A block of data:
* * * * *

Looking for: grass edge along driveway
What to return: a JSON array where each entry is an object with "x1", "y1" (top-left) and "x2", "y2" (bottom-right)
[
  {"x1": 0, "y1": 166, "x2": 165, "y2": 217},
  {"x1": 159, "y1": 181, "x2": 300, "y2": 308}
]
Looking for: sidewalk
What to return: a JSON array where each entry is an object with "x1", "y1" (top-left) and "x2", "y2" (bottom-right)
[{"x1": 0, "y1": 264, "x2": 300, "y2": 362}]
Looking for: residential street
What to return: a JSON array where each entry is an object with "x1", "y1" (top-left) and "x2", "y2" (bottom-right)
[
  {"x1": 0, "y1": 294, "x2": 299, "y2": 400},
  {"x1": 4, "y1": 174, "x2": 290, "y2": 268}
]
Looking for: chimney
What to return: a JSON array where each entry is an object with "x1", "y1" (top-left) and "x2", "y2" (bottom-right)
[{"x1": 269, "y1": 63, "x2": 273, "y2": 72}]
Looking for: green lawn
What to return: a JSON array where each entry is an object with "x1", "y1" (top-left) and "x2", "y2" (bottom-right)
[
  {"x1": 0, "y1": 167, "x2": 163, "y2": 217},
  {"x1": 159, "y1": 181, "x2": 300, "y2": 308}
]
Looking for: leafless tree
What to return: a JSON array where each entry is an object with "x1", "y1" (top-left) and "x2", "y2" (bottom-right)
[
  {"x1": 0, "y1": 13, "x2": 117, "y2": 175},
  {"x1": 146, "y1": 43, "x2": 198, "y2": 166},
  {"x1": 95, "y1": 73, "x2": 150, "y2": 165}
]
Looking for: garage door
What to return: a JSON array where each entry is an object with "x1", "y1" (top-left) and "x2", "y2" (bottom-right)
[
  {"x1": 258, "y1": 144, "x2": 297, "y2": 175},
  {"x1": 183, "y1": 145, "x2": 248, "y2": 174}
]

* * * * *

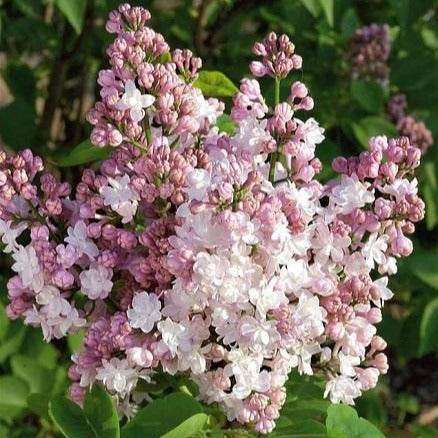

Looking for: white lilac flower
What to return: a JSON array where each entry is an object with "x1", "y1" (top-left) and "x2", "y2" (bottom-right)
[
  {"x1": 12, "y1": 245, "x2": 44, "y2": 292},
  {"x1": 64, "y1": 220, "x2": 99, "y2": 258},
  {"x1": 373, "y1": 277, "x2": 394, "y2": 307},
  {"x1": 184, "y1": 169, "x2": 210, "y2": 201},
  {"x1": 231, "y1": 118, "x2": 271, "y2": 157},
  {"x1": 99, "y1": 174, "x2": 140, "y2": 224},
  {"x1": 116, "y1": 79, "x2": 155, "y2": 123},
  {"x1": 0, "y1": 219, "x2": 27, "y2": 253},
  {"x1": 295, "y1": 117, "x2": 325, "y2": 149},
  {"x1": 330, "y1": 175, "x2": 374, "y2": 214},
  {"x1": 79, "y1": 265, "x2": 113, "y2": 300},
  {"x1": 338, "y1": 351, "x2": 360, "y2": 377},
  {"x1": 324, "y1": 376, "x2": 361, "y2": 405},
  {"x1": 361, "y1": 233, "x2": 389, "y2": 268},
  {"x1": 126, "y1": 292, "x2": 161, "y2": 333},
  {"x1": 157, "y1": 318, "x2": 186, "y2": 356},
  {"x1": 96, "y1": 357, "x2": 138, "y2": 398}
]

* * * * *

Which lines of the records above contain the string "Looking"? Pick out each one and copy it.

Looking for: grass edge along driveway
Looking for: sidewalk
Looking for: residential street
Looking for: chimney
Looking for: green lawn
Looking for: leafless tree
Looking for: garage door
Looking for: white lilac flower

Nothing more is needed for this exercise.